━━━━━ RECORDS TO USE ━━━━━
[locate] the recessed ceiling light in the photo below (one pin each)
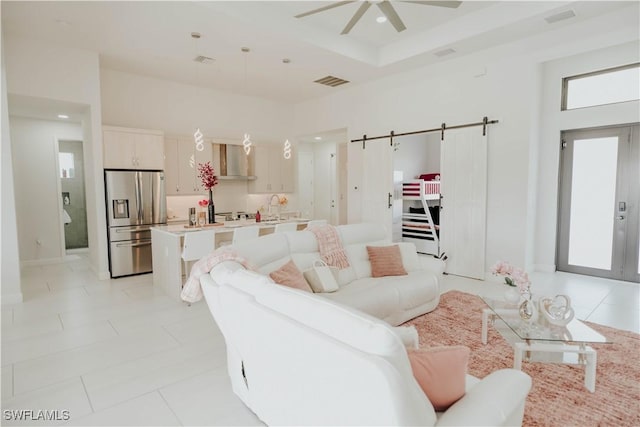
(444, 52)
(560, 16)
━━━━━
━━━━━ RECORDS TO USE ━━━━━
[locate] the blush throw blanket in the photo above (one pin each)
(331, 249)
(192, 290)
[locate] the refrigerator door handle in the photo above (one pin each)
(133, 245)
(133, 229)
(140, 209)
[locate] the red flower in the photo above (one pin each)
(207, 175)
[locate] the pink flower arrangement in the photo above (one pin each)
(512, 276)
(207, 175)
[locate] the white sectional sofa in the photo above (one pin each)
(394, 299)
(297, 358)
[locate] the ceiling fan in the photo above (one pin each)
━━━━━
━━━━━ RECORDS TO USE ━━━━━
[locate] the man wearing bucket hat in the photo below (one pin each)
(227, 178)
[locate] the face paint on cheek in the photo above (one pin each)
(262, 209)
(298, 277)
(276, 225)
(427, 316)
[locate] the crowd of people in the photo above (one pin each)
━━━━━
* EXERCISE INSTRUCTIONS *
Convert the stretch of items from the line that contains "[locate] the pink" through the line that contains "[locate] the ceiling", both included, into a Markdown table with the columns Row and Item line. Number each line and leave out blank lines.

* ANSWER TO THIS PROBLEM *
| Row | Item line |
|---|---|
| 1 | [locate] the pink flower arrangement in the photo above (one pin each) |
| 2 | (512, 276) |
| 3 | (207, 175) |
| 4 | [locate] the white sectional sofa in the photo above (one pin each) |
| 5 | (394, 299) |
| 6 | (297, 358) |
| 7 | [locate] the ceiling fan in the photo above (one pin each) |